**Exercise directions:**
Each entry in the material below should be reproduced exactly.
════════════════
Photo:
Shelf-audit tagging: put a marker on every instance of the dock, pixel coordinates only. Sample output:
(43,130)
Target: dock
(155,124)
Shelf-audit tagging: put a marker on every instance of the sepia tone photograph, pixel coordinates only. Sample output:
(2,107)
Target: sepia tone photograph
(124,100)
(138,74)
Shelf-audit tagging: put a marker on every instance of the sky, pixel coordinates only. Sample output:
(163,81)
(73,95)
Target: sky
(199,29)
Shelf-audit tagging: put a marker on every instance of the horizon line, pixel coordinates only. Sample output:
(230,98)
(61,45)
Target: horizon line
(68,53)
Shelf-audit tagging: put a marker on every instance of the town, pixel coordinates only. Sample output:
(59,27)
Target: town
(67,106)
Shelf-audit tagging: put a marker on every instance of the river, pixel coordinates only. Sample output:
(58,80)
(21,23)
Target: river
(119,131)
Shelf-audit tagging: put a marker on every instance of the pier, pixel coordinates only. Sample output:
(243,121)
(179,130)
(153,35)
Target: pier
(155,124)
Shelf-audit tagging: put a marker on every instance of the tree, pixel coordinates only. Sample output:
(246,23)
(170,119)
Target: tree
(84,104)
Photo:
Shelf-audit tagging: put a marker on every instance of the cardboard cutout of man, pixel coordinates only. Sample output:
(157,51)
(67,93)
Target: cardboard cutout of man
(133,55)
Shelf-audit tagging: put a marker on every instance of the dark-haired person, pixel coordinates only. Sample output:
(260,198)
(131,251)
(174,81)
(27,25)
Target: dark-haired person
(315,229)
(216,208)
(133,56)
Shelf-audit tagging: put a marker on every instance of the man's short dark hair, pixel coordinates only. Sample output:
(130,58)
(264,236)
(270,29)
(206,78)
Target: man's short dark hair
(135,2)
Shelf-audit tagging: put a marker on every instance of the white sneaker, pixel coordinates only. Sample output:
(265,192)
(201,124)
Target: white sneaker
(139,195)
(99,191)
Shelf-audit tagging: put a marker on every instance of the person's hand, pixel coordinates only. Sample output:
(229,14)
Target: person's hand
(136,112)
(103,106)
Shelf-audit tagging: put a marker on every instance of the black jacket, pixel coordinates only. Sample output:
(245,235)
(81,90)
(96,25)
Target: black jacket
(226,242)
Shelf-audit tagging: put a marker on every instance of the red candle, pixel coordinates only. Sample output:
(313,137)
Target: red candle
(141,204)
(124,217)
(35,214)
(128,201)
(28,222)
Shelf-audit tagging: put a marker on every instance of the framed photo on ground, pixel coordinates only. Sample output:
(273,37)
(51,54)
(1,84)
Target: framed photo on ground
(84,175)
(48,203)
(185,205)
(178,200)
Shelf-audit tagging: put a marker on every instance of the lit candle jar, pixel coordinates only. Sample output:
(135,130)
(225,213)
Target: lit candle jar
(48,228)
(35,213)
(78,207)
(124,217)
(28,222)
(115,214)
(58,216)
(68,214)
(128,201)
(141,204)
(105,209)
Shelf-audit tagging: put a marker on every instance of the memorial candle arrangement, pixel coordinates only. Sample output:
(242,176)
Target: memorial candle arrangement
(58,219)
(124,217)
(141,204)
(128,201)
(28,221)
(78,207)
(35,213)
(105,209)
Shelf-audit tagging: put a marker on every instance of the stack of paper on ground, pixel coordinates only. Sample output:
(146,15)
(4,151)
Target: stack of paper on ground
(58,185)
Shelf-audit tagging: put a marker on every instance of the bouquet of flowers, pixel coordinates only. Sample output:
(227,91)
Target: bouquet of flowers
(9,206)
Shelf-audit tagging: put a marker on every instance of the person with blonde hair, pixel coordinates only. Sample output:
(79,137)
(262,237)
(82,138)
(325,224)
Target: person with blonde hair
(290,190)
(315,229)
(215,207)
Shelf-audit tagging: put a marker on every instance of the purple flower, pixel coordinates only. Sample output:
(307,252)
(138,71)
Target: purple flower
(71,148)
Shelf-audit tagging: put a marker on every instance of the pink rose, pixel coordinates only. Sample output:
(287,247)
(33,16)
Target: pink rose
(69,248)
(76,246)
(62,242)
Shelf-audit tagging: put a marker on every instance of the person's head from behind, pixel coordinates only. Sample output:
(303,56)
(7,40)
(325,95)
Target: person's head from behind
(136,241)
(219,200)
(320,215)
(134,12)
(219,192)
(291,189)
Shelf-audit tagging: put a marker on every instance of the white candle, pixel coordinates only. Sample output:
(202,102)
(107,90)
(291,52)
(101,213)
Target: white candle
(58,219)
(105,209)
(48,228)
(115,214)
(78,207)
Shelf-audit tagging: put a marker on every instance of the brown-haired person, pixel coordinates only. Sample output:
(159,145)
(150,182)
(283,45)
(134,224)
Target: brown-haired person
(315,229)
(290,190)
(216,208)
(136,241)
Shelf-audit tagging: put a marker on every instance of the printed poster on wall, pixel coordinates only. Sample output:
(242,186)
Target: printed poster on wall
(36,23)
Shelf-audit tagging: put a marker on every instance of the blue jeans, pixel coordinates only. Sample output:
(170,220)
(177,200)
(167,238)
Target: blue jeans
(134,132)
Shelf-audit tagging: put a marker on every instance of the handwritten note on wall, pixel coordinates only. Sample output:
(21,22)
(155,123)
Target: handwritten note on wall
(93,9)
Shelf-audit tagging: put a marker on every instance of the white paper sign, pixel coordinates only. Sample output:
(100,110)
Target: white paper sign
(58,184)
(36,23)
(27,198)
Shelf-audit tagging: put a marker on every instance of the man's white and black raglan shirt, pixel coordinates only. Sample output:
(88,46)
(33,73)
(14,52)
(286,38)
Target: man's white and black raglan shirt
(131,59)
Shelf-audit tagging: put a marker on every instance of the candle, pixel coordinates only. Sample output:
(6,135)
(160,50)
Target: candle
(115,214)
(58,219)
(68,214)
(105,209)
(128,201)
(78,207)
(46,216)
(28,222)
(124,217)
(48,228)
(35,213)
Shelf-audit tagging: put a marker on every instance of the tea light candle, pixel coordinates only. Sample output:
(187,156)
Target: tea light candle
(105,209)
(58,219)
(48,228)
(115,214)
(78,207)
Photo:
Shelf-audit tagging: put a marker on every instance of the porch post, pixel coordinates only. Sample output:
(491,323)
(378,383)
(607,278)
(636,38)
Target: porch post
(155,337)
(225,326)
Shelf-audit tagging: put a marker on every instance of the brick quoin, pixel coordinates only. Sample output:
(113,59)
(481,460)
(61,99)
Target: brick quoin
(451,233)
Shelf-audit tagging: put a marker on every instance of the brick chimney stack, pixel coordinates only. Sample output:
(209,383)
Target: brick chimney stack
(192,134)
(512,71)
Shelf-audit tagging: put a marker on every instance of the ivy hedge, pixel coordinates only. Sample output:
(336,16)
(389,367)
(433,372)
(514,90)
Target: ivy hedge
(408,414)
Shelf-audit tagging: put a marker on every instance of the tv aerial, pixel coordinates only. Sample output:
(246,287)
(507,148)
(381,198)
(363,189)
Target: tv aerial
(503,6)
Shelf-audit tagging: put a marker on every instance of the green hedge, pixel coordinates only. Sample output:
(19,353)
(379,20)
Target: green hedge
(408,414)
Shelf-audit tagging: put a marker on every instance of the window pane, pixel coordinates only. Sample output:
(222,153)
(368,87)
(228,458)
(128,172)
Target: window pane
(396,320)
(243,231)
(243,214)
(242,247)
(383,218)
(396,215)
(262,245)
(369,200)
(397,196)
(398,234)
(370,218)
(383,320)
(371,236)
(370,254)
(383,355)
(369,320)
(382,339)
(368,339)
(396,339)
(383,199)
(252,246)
════════════════
**Answer to the problem:**
Photo:
Shelf-audit tagging: put a marker on every instance of the dock, pixel coordinates only. Sample output:
(43,130)
Target: dock
(155,124)
Shelf-audit tagging: put a marker on every instance of the sepia tone photograph, pixel coordinates only. Sample output:
(2,107)
Target: sepia tone photograph
(124,100)
(138,74)
Shelf-audit tagging: put a marker on every instance of the sky, pixel coordinates only. Sample output:
(163,81)
(73,95)
Target: sky
(199,29)
Shelf-audit tagging: put a marker on every instance of the horizon line, pixel coordinates only. Sample output:
(230,98)
(61,45)
Target: horizon line
(68,53)
Shelf-audit tagging: put a marker on every instance of the town, pixel coordinates only. Sample output:
(59,27)
Target: town
(67,106)
Shelf-audit tagging: put a marker on every instance of the river, pixel coordinates only. Sample output:
(58,80)
(21,23)
Target: river
(119,131)
Shelf-audit tagging: put a marker on every instance of the pier, pixel coordinates only. Sample output:
(243,121)
(179,130)
(153,35)
Target: pier
(155,124)
Shelf-audit tagging: put a marker on every instance of the tree, pixel coordinates only. Sample output:
(246,23)
(170,119)
Target: tree
(84,104)
Photo:
Shelf-audit tagging: put a marker on every instance of the cardboard cutout of man, pixel coordinates only. Sample output:
(157,51)
(67,93)
Target: cardboard cutout of man
(133,55)
Shelf-audit tagging: put a marker on every instance of the dark-haired person, pixel coordinates only. Sample output:
(260,198)
(131,251)
(174,81)
(27,25)
Target: dark-haired person
(315,229)
(216,208)
(133,56)
Shelf-audit tagging: put a marker on every instance of the man's short dark hair, pixel coordinates only. Sample output:
(130,58)
(264,236)
(270,29)
(206,78)
Target: man's short dark hair
(135,2)
Shelf-audit tagging: put a marker on every instance of the white sneaker, pixel coordinates only. Sample output:
(265,192)
(201,124)
Target: white sneaker
(139,195)
(99,191)
Shelf-audit tagging: put a marker on every instance of the person's hand, pixel coordinates only. Sample output:
(229,14)
Target: person's hand
(136,112)
(103,106)
Shelf-audit tagging: put a marker on every instance of the black jacket, pixel coordinates only. Sample output:
(245,235)
(81,90)
(96,25)
Target: black jacket
(226,242)
Shelf-audit tagging: put a marker on every instance of the red candle, pixel coordinates only. Sample output:
(313,137)
Target: red candle
(141,204)
(124,217)
(35,214)
(128,201)
(28,222)
Shelf-audit tagging: put a marker on every instance of the framed photo on ground, pixel coordinates only. Sample output:
(273,37)
(51,54)
(1,84)
Target: framed photo on ground
(84,175)
(48,203)
(185,205)
(178,200)
Shelf-audit tagging: put a marker on every instance of the lit candle jar, pixel coordinates only. Sample output:
(135,130)
(225,213)
Target: lit candle jar
(48,228)
(35,213)
(78,207)
(124,217)
(28,222)
(115,214)
(58,216)
(68,214)
(128,201)
(141,204)
(105,209)
Shelf-audit tagging: put a marker on every instance of the memorial candle arrangement, pixel coordinates only. Sample output:
(242,176)
Target: memorial candle arrangement
(58,219)
(124,217)
(141,204)
(128,201)
(28,221)
(78,207)
(35,213)
(105,209)
Shelf-audit tagging: put a marker on every instance of the stack of paper on ground, pixel coordinates only. Sample output:
(146,15)
(4,151)
Target: stack of paper on ground
(58,185)
Shelf-audit tagging: put a marker on every instance of the bouquet of flowers, pixel coordinates only. Sample output:
(227,91)
Target: bouquet of flowers
(9,206)
Shelf-audit tagging: put a marker on every instance of the person with blonde hair, pixel coordinates only. Sample output:
(79,137)
(262,237)
(82,138)
(325,224)
Target: person with blonde hair
(290,190)
(315,229)
(215,207)
Shelf-audit tagging: put a marker on every instance of the purple flower, pixel coordinates only. Sample output:
(307,252)
(138,71)
Target: purple flower
(71,148)
Shelf-audit tagging: put a marker on every instance of the pink rose, pixel coordinates only. Sample output:
(287,247)
(33,16)
Target: pink rose
(69,248)
(76,246)
(62,242)
Shelf-audit tagging: put a marker on every instance of the person's head from behind, pixel coordinates only. Sample output:
(303,56)
(7,40)
(325,95)
Target: person's head from behind
(136,241)
(219,200)
(320,215)
(134,12)
(219,192)
(291,189)
Shelf-audit tagging: put a marker on every instance of the white candle, pixel coordinates only. Sample output:
(202,102)
(107,90)
(291,52)
(101,213)
Target: white candle
(58,219)
(105,209)
(48,228)
(115,214)
(78,207)
Shelf-audit tagging: put a marker on every instance of the brown-haired person, pixel coordinates only. Sample output:
(159,145)
(150,182)
(283,45)
(134,224)
Target: brown-haired person
(315,229)
(290,190)
(216,208)
(136,241)
Shelf-audit tagging: put a marker on every instance of the printed poster on wall, pixel coordinates only. Sample output:
(242,186)
Target: printed poster on wall
(36,23)
Shelf-audit tagging: put a marker on every instance of the blue jeans, pixel coordinates only. Sample output:
(170,220)
(177,200)
(167,238)
Target: blue jeans
(134,132)
Shelf-audit tagging: put a marker on every instance of the handwritten note on wall, pixel coordinates only. Sample output:
(21,22)
(155,123)
Target: handwritten note on wall
(93,9)
Shelf-audit tagging: put a marker on every instance of the white paper sign, pixel coordinates only. Sample output:
(100,110)
Target: white paper sign
(58,184)
(36,23)
(27,198)
Shelf-audit tagging: put a marker on every instance of the man's white and black raglan shirt, pixel coordinates only. Sample output:
(88,46)
(33,73)
(14,52)
(286,38)
Target: man's white and black raglan shirt
(131,59)
Shelf-audit tagging: put a marker on every instance of the candle, pixel coordinates only. Sample output:
(6,135)
(160,50)
Target: candle
(115,214)
(58,219)
(68,214)
(105,209)
(128,201)
(78,207)
(46,216)
(28,222)
(124,217)
(48,228)
(35,213)
Shelf-audit tagging: put a marker on every instance of the tea light candle, pixel coordinates only. Sample output:
(187,156)
Target: tea light candle
(105,209)
(58,219)
(48,228)
(115,214)
(78,207)
Photo:
Shelf-audit tagging: put a marker on every instance of the porch post, pixel coordinates only. Sample output:
(491,323)
(378,383)
(607,278)
(636,38)
Target: porch post
(155,337)
(225,326)
Shelf-audit tagging: put a marker on every instance of the brick quoin, pixel coordinates only. Sample output:
(113,59)
(481,460)
(61,99)
Target: brick quoin
(451,233)
Shelf-audit tagging: put a marker on every instance of the brick chimney stack, pixel coordinates only. Sample output:
(209,383)
Target: brick chimney stack
(192,134)
(512,71)
Shelf-audit tagging: put a marker on every instance of the ivy hedge, pixel coordinates only. Sample output:
(336,16)
(389,367)
(433,372)
(514,90)
Target: ivy hedge
(408,414)
Shelf-audit tagging: put a marker on every instance of the tv aerial, pixel coordinates only. Sample output:
(246,287)
(507,148)
(381,198)
(363,189)
Target: tv aerial
(503,6)
Shelf-audit tagging: put a marker on every instance of the green hedge, pixel coordinates only. Sample output:
(19,353)
(379,20)
Target: green hedge
(408,414)
Shelf-audit tagging: put a marker on every instance of the window pane, pixel coordinates only. Sample output:
(222,153)
(368,87)
(228,458)
(128,172)
Target: window pane
(396,320)
(243,231)
(243,214)
(242,247)
(383,218)
(396,215)
(262,245)
(369,200)
(397,196)
(398,234)
(370,218)
(383,320)
(371,236)
(370,254)
(383,355)
(369,320)
(382,339)
(368,339)
(396,339)
(383,199)
(252,246)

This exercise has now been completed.